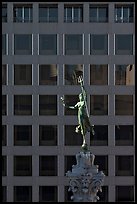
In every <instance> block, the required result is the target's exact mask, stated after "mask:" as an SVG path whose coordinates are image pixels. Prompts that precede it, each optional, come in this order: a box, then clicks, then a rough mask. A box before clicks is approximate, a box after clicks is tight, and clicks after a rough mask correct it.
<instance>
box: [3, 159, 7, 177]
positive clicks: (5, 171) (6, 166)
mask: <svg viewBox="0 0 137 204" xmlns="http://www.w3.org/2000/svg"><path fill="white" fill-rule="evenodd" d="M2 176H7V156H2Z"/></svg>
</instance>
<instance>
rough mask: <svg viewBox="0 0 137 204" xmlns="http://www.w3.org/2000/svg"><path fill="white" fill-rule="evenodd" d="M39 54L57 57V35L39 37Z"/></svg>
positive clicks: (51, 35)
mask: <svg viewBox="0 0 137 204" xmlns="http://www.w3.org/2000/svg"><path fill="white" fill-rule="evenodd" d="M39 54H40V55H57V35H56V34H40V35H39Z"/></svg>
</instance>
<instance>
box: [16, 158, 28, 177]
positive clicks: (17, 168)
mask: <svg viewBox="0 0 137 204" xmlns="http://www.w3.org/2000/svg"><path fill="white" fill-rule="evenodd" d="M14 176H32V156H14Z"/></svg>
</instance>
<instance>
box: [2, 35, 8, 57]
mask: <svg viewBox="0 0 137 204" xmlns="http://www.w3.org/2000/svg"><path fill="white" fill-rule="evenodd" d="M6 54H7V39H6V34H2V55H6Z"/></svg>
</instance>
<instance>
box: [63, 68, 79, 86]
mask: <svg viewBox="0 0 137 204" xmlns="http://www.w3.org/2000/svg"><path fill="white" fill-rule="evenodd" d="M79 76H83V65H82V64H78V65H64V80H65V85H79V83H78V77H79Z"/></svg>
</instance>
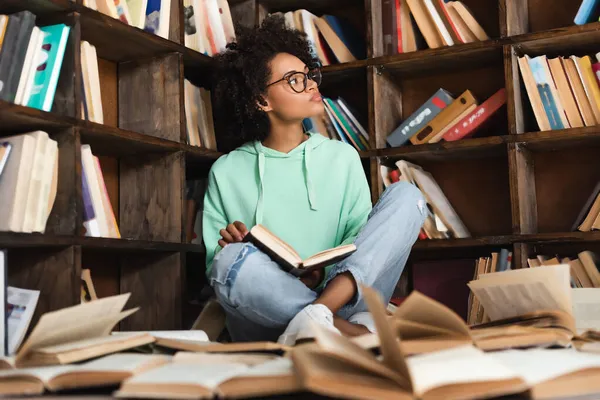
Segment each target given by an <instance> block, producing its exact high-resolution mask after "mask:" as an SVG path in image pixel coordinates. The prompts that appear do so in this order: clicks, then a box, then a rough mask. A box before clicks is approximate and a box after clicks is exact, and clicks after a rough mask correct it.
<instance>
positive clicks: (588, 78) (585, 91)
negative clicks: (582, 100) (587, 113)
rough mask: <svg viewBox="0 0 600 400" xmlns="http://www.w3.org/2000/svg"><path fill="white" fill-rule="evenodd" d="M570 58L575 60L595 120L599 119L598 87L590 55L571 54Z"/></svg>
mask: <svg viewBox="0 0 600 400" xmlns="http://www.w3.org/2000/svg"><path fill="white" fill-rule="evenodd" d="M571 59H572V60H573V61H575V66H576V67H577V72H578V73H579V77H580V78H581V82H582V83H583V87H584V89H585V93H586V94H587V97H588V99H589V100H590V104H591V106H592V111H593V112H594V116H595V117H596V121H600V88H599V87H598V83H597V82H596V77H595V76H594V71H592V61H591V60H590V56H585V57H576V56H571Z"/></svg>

———

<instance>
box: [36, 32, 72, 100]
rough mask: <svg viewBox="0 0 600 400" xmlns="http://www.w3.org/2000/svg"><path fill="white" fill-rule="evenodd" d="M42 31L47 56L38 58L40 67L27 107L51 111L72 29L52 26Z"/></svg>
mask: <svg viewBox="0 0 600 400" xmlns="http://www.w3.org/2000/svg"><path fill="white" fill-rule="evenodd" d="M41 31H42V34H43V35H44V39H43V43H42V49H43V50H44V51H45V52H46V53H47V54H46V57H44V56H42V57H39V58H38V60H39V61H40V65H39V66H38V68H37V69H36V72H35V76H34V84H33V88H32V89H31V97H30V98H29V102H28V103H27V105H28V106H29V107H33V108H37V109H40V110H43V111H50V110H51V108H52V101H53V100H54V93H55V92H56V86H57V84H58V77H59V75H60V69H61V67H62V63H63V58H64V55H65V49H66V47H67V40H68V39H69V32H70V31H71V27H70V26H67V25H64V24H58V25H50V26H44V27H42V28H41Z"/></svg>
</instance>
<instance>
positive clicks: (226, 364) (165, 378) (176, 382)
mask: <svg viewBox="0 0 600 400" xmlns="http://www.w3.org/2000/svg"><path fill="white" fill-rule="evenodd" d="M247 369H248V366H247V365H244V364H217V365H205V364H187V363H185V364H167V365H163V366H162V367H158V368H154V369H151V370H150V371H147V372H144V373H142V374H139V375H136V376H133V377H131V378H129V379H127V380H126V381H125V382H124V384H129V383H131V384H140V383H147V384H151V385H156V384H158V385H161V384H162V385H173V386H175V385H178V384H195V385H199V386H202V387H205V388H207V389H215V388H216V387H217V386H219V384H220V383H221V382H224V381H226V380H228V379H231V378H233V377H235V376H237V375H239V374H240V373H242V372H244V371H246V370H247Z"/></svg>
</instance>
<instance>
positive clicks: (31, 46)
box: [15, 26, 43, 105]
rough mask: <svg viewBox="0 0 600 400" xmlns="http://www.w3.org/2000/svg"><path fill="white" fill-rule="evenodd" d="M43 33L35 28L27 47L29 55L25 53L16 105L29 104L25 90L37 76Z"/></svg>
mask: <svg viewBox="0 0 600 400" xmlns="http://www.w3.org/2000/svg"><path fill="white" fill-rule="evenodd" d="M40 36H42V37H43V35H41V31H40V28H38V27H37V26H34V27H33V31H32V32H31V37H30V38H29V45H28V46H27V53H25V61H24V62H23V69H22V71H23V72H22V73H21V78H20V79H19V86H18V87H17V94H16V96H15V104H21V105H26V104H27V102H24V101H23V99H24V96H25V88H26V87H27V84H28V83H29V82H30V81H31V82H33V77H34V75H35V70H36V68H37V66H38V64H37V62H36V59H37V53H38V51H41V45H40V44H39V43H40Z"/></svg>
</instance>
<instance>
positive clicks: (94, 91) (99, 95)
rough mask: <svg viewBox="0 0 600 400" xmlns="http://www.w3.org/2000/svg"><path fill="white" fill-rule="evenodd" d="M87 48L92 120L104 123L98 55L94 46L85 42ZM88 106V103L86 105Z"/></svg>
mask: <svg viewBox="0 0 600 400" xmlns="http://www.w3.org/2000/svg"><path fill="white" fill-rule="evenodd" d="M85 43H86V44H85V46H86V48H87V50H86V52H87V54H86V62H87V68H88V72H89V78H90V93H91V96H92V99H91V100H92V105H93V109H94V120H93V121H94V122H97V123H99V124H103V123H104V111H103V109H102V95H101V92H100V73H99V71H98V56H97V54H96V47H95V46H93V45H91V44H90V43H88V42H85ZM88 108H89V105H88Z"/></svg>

———

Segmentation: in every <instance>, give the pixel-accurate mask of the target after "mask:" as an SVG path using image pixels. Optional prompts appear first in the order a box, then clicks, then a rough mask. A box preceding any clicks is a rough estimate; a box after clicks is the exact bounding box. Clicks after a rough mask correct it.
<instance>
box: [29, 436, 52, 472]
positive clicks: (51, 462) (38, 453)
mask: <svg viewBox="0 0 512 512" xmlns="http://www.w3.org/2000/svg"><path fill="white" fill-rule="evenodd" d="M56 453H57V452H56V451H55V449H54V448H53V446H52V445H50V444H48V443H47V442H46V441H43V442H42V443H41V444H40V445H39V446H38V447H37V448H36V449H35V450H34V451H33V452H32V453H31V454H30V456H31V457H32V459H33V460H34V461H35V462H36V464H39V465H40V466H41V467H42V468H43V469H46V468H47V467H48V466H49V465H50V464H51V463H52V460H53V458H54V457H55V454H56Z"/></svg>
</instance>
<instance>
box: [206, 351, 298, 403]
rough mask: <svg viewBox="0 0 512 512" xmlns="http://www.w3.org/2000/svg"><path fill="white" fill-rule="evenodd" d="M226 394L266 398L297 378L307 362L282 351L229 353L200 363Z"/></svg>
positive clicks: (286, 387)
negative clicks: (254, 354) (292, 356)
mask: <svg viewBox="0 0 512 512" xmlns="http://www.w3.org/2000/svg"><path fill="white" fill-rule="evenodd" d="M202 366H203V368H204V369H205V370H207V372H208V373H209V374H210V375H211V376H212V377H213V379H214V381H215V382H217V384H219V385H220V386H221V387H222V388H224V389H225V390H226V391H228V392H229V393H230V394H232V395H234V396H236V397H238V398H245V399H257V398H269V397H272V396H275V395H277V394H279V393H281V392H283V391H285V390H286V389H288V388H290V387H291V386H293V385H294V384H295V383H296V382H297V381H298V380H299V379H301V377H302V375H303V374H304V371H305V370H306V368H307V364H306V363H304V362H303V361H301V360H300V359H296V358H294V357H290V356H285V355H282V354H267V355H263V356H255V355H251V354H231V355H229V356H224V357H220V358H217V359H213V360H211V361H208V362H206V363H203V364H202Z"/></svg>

———

Copy out, unchanged, the lines of the records from the line with "Segmentation: in every" to the line with "positive clicks: (51, 462) (38, 453)", including both of those lines.

**Exercise response:**
Segmentation: in every <instance>, give the pixel-accurate mask of the target after "mask:" as an SVG path using image pixels. Optional prompts appear first in the order a box, then clicks, then a rough mask. A box preceding any clicks is a rough estimate; a box after clicks is the exact bounding box. Clicks after a rough mask correct it.
<instance>
box: [29, 436, 52, 472]
positive clicks: (51, 462) (38, 453)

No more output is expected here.